* _ИСХОДНЫЕ ЗАПИСИ_:
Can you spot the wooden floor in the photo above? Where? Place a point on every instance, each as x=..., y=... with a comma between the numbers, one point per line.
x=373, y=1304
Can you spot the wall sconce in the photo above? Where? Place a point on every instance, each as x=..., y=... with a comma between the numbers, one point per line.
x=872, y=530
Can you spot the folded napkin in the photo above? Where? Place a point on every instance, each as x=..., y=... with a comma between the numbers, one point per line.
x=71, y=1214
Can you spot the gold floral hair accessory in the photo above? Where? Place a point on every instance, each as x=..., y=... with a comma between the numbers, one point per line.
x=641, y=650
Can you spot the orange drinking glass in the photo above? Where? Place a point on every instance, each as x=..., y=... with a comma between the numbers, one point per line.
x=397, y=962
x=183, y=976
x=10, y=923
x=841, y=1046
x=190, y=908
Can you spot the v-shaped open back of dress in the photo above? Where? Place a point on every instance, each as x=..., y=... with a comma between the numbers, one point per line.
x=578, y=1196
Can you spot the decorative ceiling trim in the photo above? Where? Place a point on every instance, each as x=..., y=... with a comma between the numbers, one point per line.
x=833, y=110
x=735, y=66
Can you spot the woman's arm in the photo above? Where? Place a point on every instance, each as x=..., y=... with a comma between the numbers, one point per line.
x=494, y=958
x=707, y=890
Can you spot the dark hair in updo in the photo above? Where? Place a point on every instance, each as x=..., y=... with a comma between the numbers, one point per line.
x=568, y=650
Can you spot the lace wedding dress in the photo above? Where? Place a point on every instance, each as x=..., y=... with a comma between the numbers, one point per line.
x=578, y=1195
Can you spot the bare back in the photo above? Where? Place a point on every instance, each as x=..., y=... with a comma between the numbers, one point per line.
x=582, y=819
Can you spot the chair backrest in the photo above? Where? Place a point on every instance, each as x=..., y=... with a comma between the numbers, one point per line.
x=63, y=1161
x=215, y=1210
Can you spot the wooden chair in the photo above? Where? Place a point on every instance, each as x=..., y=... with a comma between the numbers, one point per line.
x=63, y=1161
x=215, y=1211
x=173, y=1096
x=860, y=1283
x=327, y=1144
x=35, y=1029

* _ЗАДАНИЕ ДЛЯ ВЫПОЛНЕНИЯ_:
Приведите заново все строки записей, начиная со строки с «Can you spot the gold» и до конца записей включительно, вместе с запросами. Каждую координату в ответах сдвиньте на −55.

* _ПОЛНЫЙ РЕЗУЛЬТАТ_:
Can you spot the gold floral hair accessory in the photo above? Where? Place a point on every instance, each as x=..., y=... with a comma between the numbers, one point per line.
x=586, y=595
Can you spot the orange drinking glass in the photo above? Where? Place a point on every instance, each as x=..., y=... with a comma between the numbers, one point per line.
x=342, y=907
x=128, y=921
x=-45, y=868
x=786, y=991
x=135, y=853
Can you spot the v-shaped open back of dress in the photo above? Where? Place a point on every instance, each as x=..., y=... with a comma between the numbers, one point per line.
x=523, y=1141
Can you spot the decorative ceiling trim in the photo above? Where? Place a point on every instance, each as x=..., y=... with a comma between the numbers, one point per line.
x=778, y=55
x=680, y=11
Can you spot the woman's arm in the photo above? Where? Place a point on every instance, each as x=..., y=... with a comma between the numbers, one point per line.
x=439, y=903
x=652, y=835
Can you spot the dark hair in updo in the photo above? Where? Place a point on every instance, each as x=..., y=... with a comma between the numbers, one point per line.
x=513, y=595
Can you spot the lace wedding dress in the photo above? Where? Place a point on every instance, each as x=..., y=... with a comma between the numbers, one point per line.
x=523, y=1140
Can you spot the bare back in the photo above? Where? Place a point on every instance, each as x=..., y=... with a comma between the numbers, one point per line.
x=527, y=764
Can you spot the chair backrest in the photo above? Where? Place a point on every instance, each as x=..., y=... with a comma between the numbers, one point per line.
x=8, y=1106
x=160, y=1155
Can you spot the wooden chair in the photo above? Where? Place a point on every instance, each as x=..., y=... with a comma between the numbers, one point per line.
x=8, y=1106
x=160, y=1156
x=118, y=1041
x=805, y=1228
x=272, y=1089
x=-20, y=974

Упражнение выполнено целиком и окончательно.